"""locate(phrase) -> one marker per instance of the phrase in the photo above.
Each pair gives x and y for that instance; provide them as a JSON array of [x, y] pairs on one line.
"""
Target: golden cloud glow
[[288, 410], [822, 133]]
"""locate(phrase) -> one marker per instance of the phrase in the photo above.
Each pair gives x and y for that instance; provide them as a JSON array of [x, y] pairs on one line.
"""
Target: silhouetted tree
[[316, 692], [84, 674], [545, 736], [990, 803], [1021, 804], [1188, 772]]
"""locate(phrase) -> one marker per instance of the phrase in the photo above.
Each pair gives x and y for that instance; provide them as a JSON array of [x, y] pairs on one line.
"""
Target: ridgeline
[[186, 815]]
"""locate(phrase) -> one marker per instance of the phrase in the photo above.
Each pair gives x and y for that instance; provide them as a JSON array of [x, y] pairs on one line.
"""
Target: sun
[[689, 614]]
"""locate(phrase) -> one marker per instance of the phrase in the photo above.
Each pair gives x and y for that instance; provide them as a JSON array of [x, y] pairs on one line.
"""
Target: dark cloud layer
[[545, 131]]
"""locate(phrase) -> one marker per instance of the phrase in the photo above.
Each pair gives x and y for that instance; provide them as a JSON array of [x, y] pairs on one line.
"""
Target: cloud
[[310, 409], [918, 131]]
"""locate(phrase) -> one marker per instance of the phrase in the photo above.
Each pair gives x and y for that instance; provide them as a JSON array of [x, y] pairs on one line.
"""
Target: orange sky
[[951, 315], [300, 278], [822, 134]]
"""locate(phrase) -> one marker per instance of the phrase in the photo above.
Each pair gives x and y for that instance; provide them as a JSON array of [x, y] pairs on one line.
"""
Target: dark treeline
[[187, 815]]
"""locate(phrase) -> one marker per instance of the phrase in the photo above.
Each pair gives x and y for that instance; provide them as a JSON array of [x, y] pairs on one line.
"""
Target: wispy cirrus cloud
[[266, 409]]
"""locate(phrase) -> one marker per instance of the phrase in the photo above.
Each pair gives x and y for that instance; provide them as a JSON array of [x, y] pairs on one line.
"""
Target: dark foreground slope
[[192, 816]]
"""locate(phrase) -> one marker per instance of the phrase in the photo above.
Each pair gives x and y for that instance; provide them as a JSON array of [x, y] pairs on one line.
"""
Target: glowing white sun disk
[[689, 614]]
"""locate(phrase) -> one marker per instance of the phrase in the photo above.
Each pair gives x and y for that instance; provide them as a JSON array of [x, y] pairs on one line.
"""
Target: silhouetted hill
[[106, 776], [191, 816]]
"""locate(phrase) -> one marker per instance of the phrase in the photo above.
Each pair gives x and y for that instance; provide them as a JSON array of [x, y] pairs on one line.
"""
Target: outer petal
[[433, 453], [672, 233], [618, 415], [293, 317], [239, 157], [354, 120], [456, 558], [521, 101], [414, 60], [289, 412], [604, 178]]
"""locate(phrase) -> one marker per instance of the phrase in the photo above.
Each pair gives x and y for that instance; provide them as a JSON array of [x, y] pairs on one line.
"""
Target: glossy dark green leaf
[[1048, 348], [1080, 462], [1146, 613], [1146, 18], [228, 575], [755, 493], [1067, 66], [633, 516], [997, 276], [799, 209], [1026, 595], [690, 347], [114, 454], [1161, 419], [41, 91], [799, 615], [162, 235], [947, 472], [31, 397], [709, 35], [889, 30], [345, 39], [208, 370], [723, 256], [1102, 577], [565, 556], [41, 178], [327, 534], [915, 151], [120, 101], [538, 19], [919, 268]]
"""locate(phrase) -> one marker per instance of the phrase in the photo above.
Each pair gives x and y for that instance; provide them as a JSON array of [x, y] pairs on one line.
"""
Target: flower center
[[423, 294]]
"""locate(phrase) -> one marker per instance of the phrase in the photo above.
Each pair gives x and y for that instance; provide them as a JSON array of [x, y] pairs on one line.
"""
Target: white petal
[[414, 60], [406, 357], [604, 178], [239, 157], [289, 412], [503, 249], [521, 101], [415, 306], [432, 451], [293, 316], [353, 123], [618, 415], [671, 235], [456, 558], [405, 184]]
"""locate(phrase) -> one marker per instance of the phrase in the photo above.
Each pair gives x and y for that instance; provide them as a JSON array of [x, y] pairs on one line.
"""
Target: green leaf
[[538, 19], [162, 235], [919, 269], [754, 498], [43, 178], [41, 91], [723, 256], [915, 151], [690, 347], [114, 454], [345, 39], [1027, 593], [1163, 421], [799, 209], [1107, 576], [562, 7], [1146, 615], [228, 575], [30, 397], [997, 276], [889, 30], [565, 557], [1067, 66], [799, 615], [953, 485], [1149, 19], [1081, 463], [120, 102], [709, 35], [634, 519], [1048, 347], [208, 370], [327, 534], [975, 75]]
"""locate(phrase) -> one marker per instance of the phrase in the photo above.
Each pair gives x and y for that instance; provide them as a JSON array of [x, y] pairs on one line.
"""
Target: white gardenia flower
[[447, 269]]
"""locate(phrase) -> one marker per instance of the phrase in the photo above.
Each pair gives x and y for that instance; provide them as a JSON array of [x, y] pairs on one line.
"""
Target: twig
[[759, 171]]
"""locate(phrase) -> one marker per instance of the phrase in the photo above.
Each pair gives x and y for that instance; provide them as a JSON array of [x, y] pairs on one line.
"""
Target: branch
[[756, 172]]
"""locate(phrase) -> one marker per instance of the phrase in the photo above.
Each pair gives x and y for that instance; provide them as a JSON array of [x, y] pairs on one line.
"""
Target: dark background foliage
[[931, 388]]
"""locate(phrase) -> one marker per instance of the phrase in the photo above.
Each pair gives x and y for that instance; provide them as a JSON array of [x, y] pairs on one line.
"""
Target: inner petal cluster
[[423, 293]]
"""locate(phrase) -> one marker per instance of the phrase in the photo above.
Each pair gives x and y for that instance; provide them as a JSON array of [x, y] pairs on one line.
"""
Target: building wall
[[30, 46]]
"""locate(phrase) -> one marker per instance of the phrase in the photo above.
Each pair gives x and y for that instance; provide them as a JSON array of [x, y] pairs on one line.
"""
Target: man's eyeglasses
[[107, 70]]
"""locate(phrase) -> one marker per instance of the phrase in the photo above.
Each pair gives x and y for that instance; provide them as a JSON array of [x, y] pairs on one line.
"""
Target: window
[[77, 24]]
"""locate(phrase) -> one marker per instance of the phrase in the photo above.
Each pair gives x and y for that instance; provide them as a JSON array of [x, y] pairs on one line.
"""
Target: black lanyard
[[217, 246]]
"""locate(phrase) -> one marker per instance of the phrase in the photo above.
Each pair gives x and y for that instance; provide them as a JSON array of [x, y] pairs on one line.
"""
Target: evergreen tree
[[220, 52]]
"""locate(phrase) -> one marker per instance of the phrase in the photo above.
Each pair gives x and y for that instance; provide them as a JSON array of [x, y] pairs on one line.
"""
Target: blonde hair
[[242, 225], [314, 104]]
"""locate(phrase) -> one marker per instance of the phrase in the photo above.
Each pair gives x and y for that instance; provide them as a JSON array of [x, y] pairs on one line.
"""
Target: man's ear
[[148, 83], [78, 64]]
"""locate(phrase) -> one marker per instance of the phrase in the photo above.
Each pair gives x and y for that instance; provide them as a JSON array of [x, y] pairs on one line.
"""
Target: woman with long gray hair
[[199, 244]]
▬▬▬▬▬▬
## PROBLEM TO WORK ON
Exact copies of all the entries above are to be printed.

## SOLUTION TO THIS EXERCISE
"""locate(phrase) -> one marker per instance of the phrase in the photo above.
Each pair gives x and y for that instance; provide them as a JSON array of [x, y] pairs on one line.
"""
Target: golden cloud glow
[[288, 410], [822, 133]]
"""locate(phrase) -> one marker per instance of the phrase in the photo above.
Each pair gives x and y for that instance; provide them as a JSON array of [x, y] pairs on one line.
"""
Target: silhouetted tree
[[316, 692], [84, 674], [545, 736], [990, 803], [1021, 804], [1188, 772]]
"""locate(phrase) -> one marker per instance of the phrase in the photo above.
Each pair gives x and y for that instance; provide them as a JSON array of [x, y] pairs on one line.
"""
Target: ridgeline
[[186, 815]]
"""locate(phrase) -> one marker per instance of the phrase in the photo above.
Each pair gives x and y for that instance; provide them as a JSON array of [x, y] pairs on one line.
"""
Target: sun
[[689, 614]]
"""locate(phrase) -> one marker per instance of the phrase in the photo above.
Each pair gives x and y for that instance; provide them as a JSON array of [x, y] pairs on one line.
"""
Target: dark cloud layer
[[545, 131]]
"""locate(phrase) -> one marker per instance of the phrase in the photo above.
Each pair gives x and y for that instance; provide them as a JSON array of [x, y] pairs on one line.
"""
Target: cloud
[[310, 409], [918, 131]]
"""locate(phrase) -> one marker per instance of the phrase in the photo above.
Each pair gives x and y for that instance; provide them as a JSON array of [x, y] pairs on one line.
"""
Target: orange sky
[[951, 315], [300, 278], [822, 134]]
"""locate(phrase) -> one marker per instance of the phrase in the photo above.
Each pair gives x and y for that instance; provide them as a JSON array of [x, y] pairs on one line.
"""
Target: dark treeline
[[187, 815]]
"""locate(phrase) -> one marker per instance of the phrase in the photo above.
Each pair gives x and y for that instance; provide them as a JSON array of [x, y] pairs on one line.
"""
Target: wispy cirrus cloud
[[266, 409]]
"""locate(phrase) -> one marker per instance of the phrase in the photo above.
Each pair gives x and y for that instance; provide them as a JSON array of [x, y] pairs on one line.
"""
Target: dark foreground slope
[[192, 816]]
"""locate(phrase) -> one marker per instance of the phrase in the photo above.
Each pair gives x and y for that instance; provide them as a JSON array of [x, y] pairs on one line.
"""
Target: glowing white sun disk
[[689, 614]]
"""locate(phrase) -> one marker per instance of the phrase in the photo above.
Each pair gives x and y for that instance; provide them as a JSON array of [x, y] pairs on one line.
"""
Target: silhouetted hill
[[106, 776], [191, 816]]
"""locate(phrase) -> one marker per instance of the phrase in the photo above.
Each pair gives x and y for that instance; provide them as a JSON array of [x, y] pairs on one line.
"""
Target: outer petal
[[433, 453], [672, 233], [618, 415], [293, 317], [239, 157], [354, 120], [456, 558], [521, 101], [414, 60], [289, 412], [604, 178]]
"""locate(phrase) -> one marker per instance of the phrase in the photo above.
Each pair gives x and y for that instance; provide them as a JSON array of [x, y] pairs on one line.
"""
Target: glossy dark green leaf
[[1048, 348], [1080, 462], [1146, 613], [1146, 18], [228, 575], [755, 493], [1067, 66], [633, 516], [997, 276], [799, 209], [1026, 595], [690, 347], [114, 454], [1161, 419], [41, 91], [799, 615], [162, 235], [947, 472], [31, 397], [709, 35], [889, 30], [345, 39], [208, 370], [723, 256], [1102, 577], [565, 556], [41, 178], [327, 534], [915, 151], [120, 101], [538, 19], [919, 268]]
"""locate(phrase) -> one marker per instance of the phrase in the photo above.
Each pair gives x and y for that instance; provide them as a JSON array of [x, y] pairs on one line.
"""
Target: flower center
[[423, 294]]
"""locate(phrase) -> one marker per instance of the phrase in the photo above.
Each pair gives x and y for that instance; provide them as a JSON array of [x, y] pairs on one line.
"""
Target: white petal
[[414, 60], [406, 357], [604, 178], [239, 157], [289, 412], [503, 249], [521, 101], [415, 306], [432, 451], [293, 316], [353, 123], [618, 415], [671, 235], [456, 558], [405, 184]]
"""locate(phrase) -> one marker per instance of the phrase in the photo above.
Each pair gives x and y for that instance; provide them as a JSON array of [x, y] pairs on one line.
"""
Target: green leaf
[[538, 19], [162, 235], [919, 269], [754, 498], [43, 178], [41, 91], [723, 256], [915, 151], [690, 347], [114, 454], [345, 39], [1027, 593], [1163, 421], [799, 209], [1107, 576], [562, 7], [1146, 615], [228, 575], [30, 397], [997, 276], [889, 30], [565, 557], [1067, 66], [799, 615], [953, 485], [1149, 19], [1081, 463], [120, 102], [709, 35], [634, 519], [1048, 347], [208, 370], [327, 534], [975, 75]]
"""locate(phrase) -> one marker per instance of the phrase in the photo above.
Each pair gives x and y for that instance; provide them as a JSON array of [x, y] pairs on one line.
"""
Target: white gardenia flower
[[447, 269]]
"""locate(phrase) -> one marker per instance of the phrase in the photo above.
Each pair gives x and y for that instance; provide them as a JSON array of [x, y] pairs on one line.
"""
Target: twig
[[759, 171]]
"""locate(phrase) -> one marker per instance of the phrase in the photo above.
Each pair gives x and y for that instance; provide them as a JSON array of [x, y] pairs on one line.
"""
Target: branch
[[756, 172]]
"""locate(phrase) -> one marker per instance of the phrase in the photo above.
Each pair gives x and y for that instance; provide them as a JSON array of [x, y] pairs on one line.
"""
Target: dark background foliage
[[931, 388]]
"""locate(phrase) -> one marker per instance of the phrase in the photo above.
Each pair gives x and y for that instance; provide them as a JSON array of [x, y] pairs on one line.
"""
Target: inner petal cluster
[[423, 293]]
"""locate(phrase) -> one marker per instance of the phrase in the photo above.
Each pair gives x and y for that instance; provide them as a JSON array of [x, y] pairs on one line.
"""
Target: building wall
[[30, 46]]
"""locate(phrase) -> one marker per instance of the phrase in the photo above.
Each pair gives x and y for that instance; provide them as a JSON array of [x, y] pairs on one line.
"""
Target: man's eyeglasses
[[107, 70]]
"""locate(phrase) -> one marker per instance of the phrase in the photo above.
Each pair gives x and y for that instance; provide them as a JSON array of [x, y] pairs on one line.
"""
Target: window
[[77, 24]]
"""locate(phrase) -> one marker per instance of the phrase in the photo above.
Each pair gives x and y for that instance; provide them as a JSON array of [x, y] pairs on one line.
"""
Target: black lanyard
[[217, 246]]
"""locate(phrase) -> one marker per instance of the phrase in the photo above.
Each pair gives x and y for that instance; provide them as a JSON array of [x, y] pairs on one line.
"""
Target: evergreen tree
[[220, 52]]
"""locate(phrase) -> one marker per instance of the phrase in the photo above.
Each pair gives x and y for that instance; provide them as a JSON array of [x, y] pairs on one line.
"""
Target: blonde hair
[[242, 225], [314, 104]]
"""locate(phrase) -> one marker per instance of the phrase in the photo above.
Each pair gives x and y for that instance; provide them as a JSON array of [x, y] pairs on one line.
"""
Target: man's ear
[[148, 83], [78, 64]]
"""locate(phrase) -> one marker per instance of the phrase in the photo above.
Each pair gives x and y for that instance; provide them as a JSON array of [x, y] pairs on one line.
"""
Target: woman with long gray hair
[[199, 244]]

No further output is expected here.